4 Health Care Stocks That Are the Prescription for a Perfect Portfolio

Advertisement

The past quarter was certainly nice for health care stocks, from big pharma picks like Pfizer (NYSE:PFE) to smaller biotechs like Dendreon (NASDAQ:DNDN).  According to Morningstar, the mutual funds in the health care sector posted an 8%+ return for investors.

Then again, the quarter saw lots of volatility and investors were looking for defensive plays.  And health care stocks fit the bill.

However, they are more than just a nice way to find security.  For the long haul, the prospects for health care stocks are promising.  Of course, a key factor is the aging of the populations in the U.S. and Europe.

But there are other important trends.  For example, the markets have had a chance to adjust for the changes from Obama-care.  What’s more, there are strong growth opportunities in emerging markets — like China, Brazil and India.

So what are some good stocks to consider?  Here’s a look:

Pfizer (NYSE:PFE):  While the company has a tremendous global footprint and powerful R&D capabilities, it has not been enough.  Thus, to boost growth and remain competitive, Pfizer was smart to strike transformative acquisitions, such as for Wyeth and King Pharmaceuticals. True, the company will see some major drugs come off patent (examples include Lipitor, Viagra and Xalatan).  Yet this has already been factored into the stock price.  Besides, the company has a dividend of 3.90%, which is attractive in today’s low-rate environment. Over the next few years, Pfizer should get a lift from some new drugs as well.  One potential blockbuster is Sutent, which is focused on cancer treatments.

Dendreon (NASDAQ:DNDN):  This biotech company has one drug on the market, which is Provenge.  It uses next-generation technologies to deal with prostate cancer.  The result is that the treatment is much quicker and has fewer side effects. And yes, Dendreon has various other drugs in its pipeline and the prospects certainly look bright. But investors need to be patient.  After all, it can be extremely tough to get FDA approval for novel applications.  Although with Provenge, Dendreon has shown that it has a strong platform and the necessary skills to get results.
===============
▶ Task 1
Answer these questions using the health care stocks article:
(a) According to Morningstar, what return did health care mutual funds post for investors?
(b) Which two acquisitions by Pfizer does the article name?
(c) What condition does Dendreon's drug Provenge treat?
▶ Task 2
List every drug named in the health care stocks article.
▶ Task 3
Carry on writing the health care stocks article from the end of its last paragraph.

▶ Data listing
===============
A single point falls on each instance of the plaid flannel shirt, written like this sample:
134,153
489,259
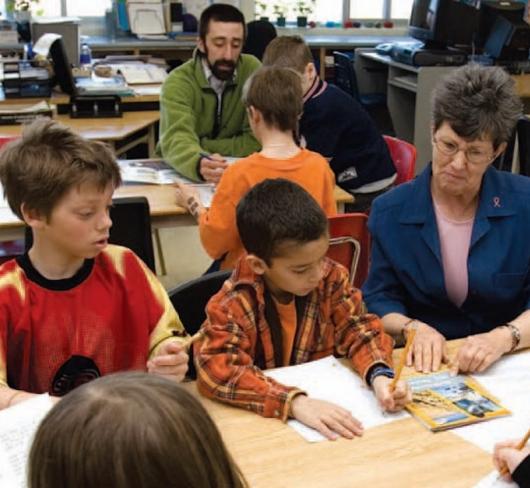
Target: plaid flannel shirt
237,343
===============
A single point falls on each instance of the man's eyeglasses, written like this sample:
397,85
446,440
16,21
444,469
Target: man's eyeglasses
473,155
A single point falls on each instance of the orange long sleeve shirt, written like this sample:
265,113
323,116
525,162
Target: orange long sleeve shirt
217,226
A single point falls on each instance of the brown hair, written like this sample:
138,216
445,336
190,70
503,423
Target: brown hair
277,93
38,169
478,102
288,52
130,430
===============
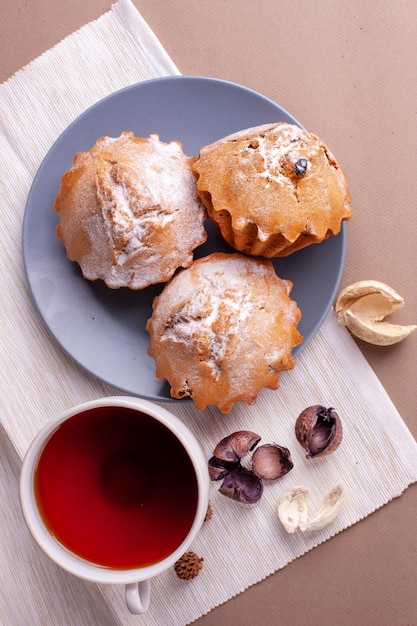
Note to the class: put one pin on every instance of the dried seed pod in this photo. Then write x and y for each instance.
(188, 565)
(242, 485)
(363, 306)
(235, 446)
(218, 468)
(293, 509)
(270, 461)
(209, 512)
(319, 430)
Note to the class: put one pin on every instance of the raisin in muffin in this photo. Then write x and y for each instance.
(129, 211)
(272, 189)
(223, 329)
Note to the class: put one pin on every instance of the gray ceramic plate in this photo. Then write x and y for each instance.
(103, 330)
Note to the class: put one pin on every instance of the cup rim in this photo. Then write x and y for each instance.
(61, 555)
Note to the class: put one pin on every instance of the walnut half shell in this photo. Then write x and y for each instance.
===============
▶ Written answer 1
(a) An 8%+ return.
(b) Wyeth and King Pharmaceuticals.
(c) Prostate cancer.

▶ Written answer 2
Lipitor, Viagra, Xalatan, Sutent, Provenge

▶ Written answer 3
Ariad Pharmaceuticals (NASDAQ:ARIA):  This biotech company generated net income of $85.2 million last year.  Much of this came from its license agreement with Merck (NYSE:MRK). Despite this, Ariad is likely to continue to incur losses.  Essentially, the company needs to spend huge amounts to develop its pipeline of biotechnology drugs. Ariad’s product candidates – which include ridaforolimus, ponatinib, and AP26113 — focus on some of the most aggressive types of cancers.  To this end, the company has much expertise in cell-signaling and cancer biology. And Wall Street is showing interest.  So far this year, the shares are up 122%.  But in light of the huge market opportunity – and the blockbuster potential of the drugs in the pipeline – the momentum is likely to continue.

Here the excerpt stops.